• _Página_
————————

A Incrível Lavanderia dos Corações, de Yun Jungeun, e a Literatura de Cura


Recentemente, eu conheci o termo Literatura de Cura, um novo gênero literário que está surgindo e que se destaca pelas histórias reconfortantes e singelas. São livros que transmitem sensação de conforto e empatia, o famoso "quentinho no coração", esses romances buscam mostrar o que há de extraordinário no ordinário e no comum. Normalmente, essas histórias são curtas e se passam em cenários simples e cotidianos, como livrarias, cafeterias, lojas de conveniência ou lavanderias. As capas desses livros também guardam semelhanças e costumam vir em tons pastéis e ilustrar cenários. Alguns exemplos que podemos citar são: Bem-Vindos à Livraria Hyunam-Dong, A Inconveniente Loja de Conveniências e A Biblioteca dos Sonhos Secretos. Essa tendência literária parece ganhar força na Coreia do Sul e, por isso, muitos dos livros que se encaixam nesse estilo vêm de lá, assim como muito do que temos consumido em termos de cultura, música e séries.

————————

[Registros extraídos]
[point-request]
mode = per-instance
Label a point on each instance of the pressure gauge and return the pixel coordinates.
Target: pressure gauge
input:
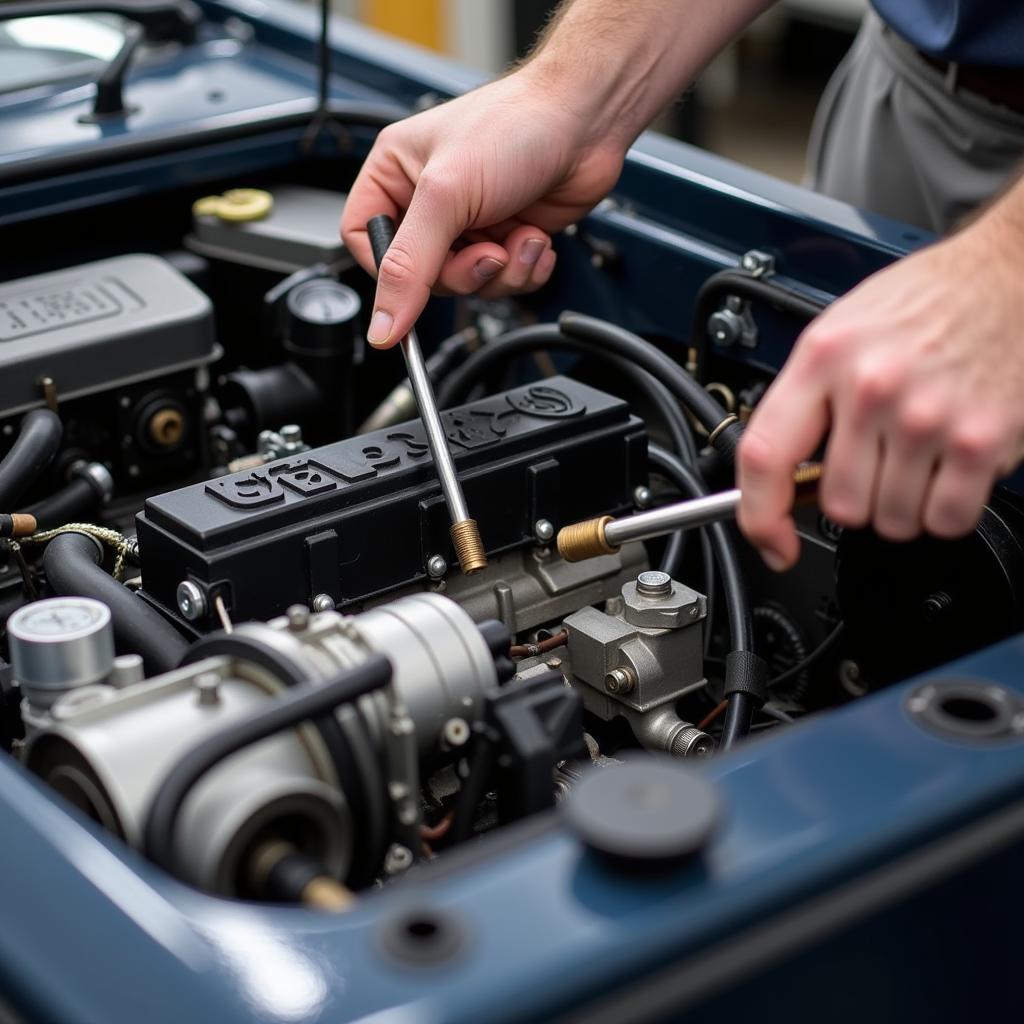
(59, 644)
(322, 315)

————————

• _O que se pede_
Retome o texto sobre a Literatura de Cura e dê continuidade a ele a partir da última frase apresentada.

• _Resposta ao exercício_
Literatura de Cura são aqueles livros que combinam com dias mais frios, para ler em baixo das cobertas ou tomando um chá. Sem grandes emoções, essas histórias costumam ser do tipo "sobre nada e sobre tudo ao mesmo tempo" e normalmente tratam das relações humanas, da saúde mental e do poder curativo do afeto. E agora, a editora Intrínseca trouxe mais uma história nesse estilo para os leitores brasileiros: A Incrível Lavanderia dos Corações é o primeiro romance publicado no Brasil da ensaísta Yun Jungeun e traz elementos fantásticos como novidade para o gênero.

O começo do livro me prendeu rapidamente, ao descrever uma vila com poderes mágicos onde "havia fartura de comida e as risadas nunca cessavam, e, por viverem com pureza no olhar e no coração, os habitantes não sabiam o que era ódio, sofrimento ou tristeza. Estavam sempre em harmonia, pois ninguém fazia qualquer comentário maldoso." Neste local, nasce uma criança com poderes mágicos, capaz de aliviar a tristeza das pessoas e de realizar desejos. Numa noite, os pais da garota desaparecem e ela atravessa "séculos e mundos, renascendo inúmeras vezes" em busca de seus pais. Cansada de tanto tentar, ela decide parar e viver. É nesse momento que Jieun cria a Lavanderia dos Corações, um lugar que tira as manchas dos corações e apaga as lembranças tristes, bem no estilo Brilho Eterno de uma Mente sem Lembranças. Ou Brilho Eterno de um Coração sem Manchas.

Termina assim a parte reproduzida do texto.